[What is expected] Read the records and write them out again exactly.

[Source data]
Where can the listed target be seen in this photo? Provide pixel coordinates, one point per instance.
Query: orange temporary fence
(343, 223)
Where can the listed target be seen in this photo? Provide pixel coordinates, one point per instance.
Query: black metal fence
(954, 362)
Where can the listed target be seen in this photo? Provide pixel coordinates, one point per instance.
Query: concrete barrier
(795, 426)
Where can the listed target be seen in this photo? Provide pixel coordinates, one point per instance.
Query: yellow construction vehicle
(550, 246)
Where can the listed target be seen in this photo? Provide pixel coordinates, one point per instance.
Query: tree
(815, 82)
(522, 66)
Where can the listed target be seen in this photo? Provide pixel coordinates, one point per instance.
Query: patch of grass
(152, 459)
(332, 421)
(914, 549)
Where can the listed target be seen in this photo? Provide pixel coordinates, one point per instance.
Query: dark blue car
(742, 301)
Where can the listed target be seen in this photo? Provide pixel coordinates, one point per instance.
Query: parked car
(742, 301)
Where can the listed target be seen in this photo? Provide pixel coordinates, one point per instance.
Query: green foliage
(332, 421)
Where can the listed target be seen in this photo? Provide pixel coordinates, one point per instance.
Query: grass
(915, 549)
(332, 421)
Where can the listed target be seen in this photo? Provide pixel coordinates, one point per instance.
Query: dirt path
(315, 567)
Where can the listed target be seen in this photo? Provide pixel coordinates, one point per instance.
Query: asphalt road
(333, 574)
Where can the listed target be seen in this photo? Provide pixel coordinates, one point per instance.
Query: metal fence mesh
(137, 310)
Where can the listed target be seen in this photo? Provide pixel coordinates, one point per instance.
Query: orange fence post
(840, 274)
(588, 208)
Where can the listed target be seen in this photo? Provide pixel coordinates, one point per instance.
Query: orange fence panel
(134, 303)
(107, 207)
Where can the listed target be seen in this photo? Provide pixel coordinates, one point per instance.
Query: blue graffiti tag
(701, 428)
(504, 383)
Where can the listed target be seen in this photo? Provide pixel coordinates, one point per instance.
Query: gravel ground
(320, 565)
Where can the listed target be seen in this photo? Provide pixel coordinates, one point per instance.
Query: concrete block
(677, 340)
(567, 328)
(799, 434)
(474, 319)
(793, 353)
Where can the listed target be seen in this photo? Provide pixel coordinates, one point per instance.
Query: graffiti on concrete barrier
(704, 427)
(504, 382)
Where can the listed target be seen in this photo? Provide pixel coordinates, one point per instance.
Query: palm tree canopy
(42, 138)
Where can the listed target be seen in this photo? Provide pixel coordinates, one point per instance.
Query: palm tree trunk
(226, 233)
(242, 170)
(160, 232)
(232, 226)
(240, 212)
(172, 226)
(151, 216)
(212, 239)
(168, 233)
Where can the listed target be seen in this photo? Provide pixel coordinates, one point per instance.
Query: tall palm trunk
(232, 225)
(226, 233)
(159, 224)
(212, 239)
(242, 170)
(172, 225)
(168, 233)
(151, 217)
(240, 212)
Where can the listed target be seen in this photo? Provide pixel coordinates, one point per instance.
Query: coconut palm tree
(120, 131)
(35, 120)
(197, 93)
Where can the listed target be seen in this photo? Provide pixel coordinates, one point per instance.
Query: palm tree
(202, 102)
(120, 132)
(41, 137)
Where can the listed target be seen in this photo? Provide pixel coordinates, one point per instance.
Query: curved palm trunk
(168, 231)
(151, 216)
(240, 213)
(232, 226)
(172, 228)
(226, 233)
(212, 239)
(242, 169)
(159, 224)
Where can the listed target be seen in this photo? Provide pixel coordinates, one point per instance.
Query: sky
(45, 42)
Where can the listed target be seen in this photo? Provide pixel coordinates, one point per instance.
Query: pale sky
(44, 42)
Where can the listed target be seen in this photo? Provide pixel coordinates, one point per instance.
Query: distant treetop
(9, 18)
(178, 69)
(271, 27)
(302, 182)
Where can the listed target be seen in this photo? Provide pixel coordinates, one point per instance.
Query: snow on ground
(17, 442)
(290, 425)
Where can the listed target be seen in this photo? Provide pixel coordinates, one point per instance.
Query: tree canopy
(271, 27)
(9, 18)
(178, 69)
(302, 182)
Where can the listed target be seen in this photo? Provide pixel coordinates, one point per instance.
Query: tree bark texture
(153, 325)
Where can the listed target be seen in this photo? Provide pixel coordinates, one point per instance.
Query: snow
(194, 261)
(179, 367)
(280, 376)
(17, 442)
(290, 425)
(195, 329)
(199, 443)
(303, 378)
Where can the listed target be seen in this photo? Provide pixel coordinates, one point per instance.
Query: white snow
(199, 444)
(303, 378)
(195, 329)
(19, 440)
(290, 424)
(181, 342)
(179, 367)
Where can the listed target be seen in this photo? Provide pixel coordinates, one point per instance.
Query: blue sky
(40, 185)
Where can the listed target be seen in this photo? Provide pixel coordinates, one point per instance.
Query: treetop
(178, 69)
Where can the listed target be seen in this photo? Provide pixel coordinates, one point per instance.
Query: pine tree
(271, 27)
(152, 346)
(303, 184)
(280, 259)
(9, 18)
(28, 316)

[Full answer]
Where can the listed target be seen in this photo? Provide pixel coordinates, one point per instance.
Query: orange temporary fence
(343, 223)
Where can the listed target be seen in this photo? Provide pixel coordinates, one point per instance.
Query: black metal fence
(954, 362)
Where can the listed target be seen in this photo? Provide pixel coordinates, one point per instance.
Query: concrete barrier
(795, 426)
Where can the listed target be seen in this photo? Provide pixel coordinates, one point per instance.
Query: yellow construction vehicle
(550, 246)
Where can the listed target be seen in this photo? Provide pixel coordinates, one point per instance.
Query: tree
(815, 82)
(522, 66)
Where can the listed target be seen in this photo? Provide pixel coordinates, one point per instance.
Query: patch of grass
(152, 459)
(332, 421)
(914, 549)
Where can the listed target be seen in this photo? Provide pixel coordinates, one point per instance.
Query: dark blue car
(742, 301)
Where can the listed target be seen in this photo? Provide pixel coordinates, one point per instance.
Query: parked car
(742, 301)
Where can the listed target be seen in this photo? Provide pixel coordinates, one point per instance.
Query: green foliage
(332, 421)
Where can the listed target be seen in this photo? Provide pixel coordinates, one point per instance.
Query: grass
(915, 549)
(332, 421)
Where can the listed target be seen in this photo? Provide pixel coordinates, one point per instance.
Query: dirt path
(315, 567)
Where can the listed target be seen in this photo? Provide pixel coordinates, one point per instance.
Query: asphalt road
(333, 574)
Where can the listed target be seen in this photo? Provide pixel coordinates, one point per instance.
Query: metal fence mesh
(137, 310)
Where can the listed target be seen in this photo? Provide pixel coordinates, one point per instance.
Query: orange fence post
(840, 274)
(588, 208)
Where can the listed target be seen in this photo? Provide pixel coordinates, one point per instance.
Query: orange fence panel
(134, 303)
(107, 207)
Where can the listed target be seen in this photo? Provide pixel coordinates, one point per instance.
Query: blue graffiti tag
(701, 428)
(504, 383)
Where can the listed target be seen in this photo? Provide pixel coordinates, one point per instance.
Query: gravel ground
(320, 565)
Where can the listed target be seen in this photo? Provide pixel coordinates, one point per instance.
Query: concrete block
(677, 340)
(567, 328)
(799, 434)
(474, 319)
(793, 353)
Where can the listed target be seen in this photo? Provide pixel coordinates, one point per instance.
Query: graffiti on concrete barrier
(704, 427)
(504, 382)
Where can the listed target be seen in this photo? Provide pixel coordinates, one point per instance.
Query: palm tree canopy
(42, 138)
Where can the listed target be seen in this photo? Provide pixel coordinates, one point per instance.
Query: palm tree trunk
(226, 233)
(242, 170)
(160, 232)
(232, 226)
(240, 212)
(172, 226)
(151, 216)
(212, 239)
(168, 233)
Where can the listed target be seen in this photo? Provide pixel coordinates, one point per instance.
Query: tall palm trunk
(232, 225)
(226, 233)
(159, 224)
(212, 239)
(242, 170)
(172, 225)
(168, 233)
(151, 217)
(240, 212)
Where can the listed target be seen in this photo? Provide pixel coordinates, one point per instance.
Query: coconut palm tree
(120, 131)
(35, 120)
(197, 93)
Where can the listed target be seen in this photo? Provide pixel coordinates, one point per instance.
Query: palm tree
(202, 102)
(120, 132)
(41, 137)
Where can the listed target be seen in this photo? Provide pixel coordinates, one point per instance.
Query: curved palm trunk
(168, 231)
(151, 216)
(240, 213)
(232, 226)
(172, 228)
(226, 233)
(212, 239)
(242, 169)
(159, 224)
Where can the listed target be seen in this photo? Provide pixel coordinates, one point per instance.
Query: sky
(45, 42)
Where can the listed target be seen in this photo? Provide pixel coordinates, one point per instance.
Query: pale sky
(44, 42)
Where can the listed target be seen in this photo? Provide pixel coordinates, one point per instance.
Query: distant treetop
(9, 18)
(178, 69)
(271, 27)
(302, 182)
Where can the listed target be seen in this photo? Provide pixel coordinates, one point per instance.
Query: snow on ground
(17, 442)
(290, 425)
Where can the listed target be seen in this photo? Provide pixel coordinates, one point per instance.
Query: tree canopy
(271, 27)
(9, 18)
(178, 69)
(302, 182)
Where can the listed target be seen in this photo? Provide pixel coordinates, one point per instance.
Query: tree bark texture
(153, 325)
Where can the listed target be seen in this photo? Provide pixel coordinates, one point per instance.
Query: snow
(194, 261)
(179, 367)
(280, 376)
(17, 442)
(290, 425)
(195, 329)
(199, 443)
(303, 378)
Where can the listed target be seen in this photo? Provide pixel coordinates, one point per instance.
Query: white snow
(199, 444)
(303, 378)
(195, 329)
(19, 440)
(290, 424)
(181, 342)
(179, 367)
Where can the listed target be seen in this photo? Provide pixel coordinates, one point per instance.
Query: blue sky
(40, 185)
Where can the listed target be seen in this photo? Provide pixel coordinates, one point per instance.
Query: treetop
(178, 69)
Where can the listed target be seen in this photo? Provide pixel coordinates, one point per instance.
Query: pine tree
(271, 27)
(152, 346)
(303, 184)
(280, 259)
(9, 18)
(28, 316)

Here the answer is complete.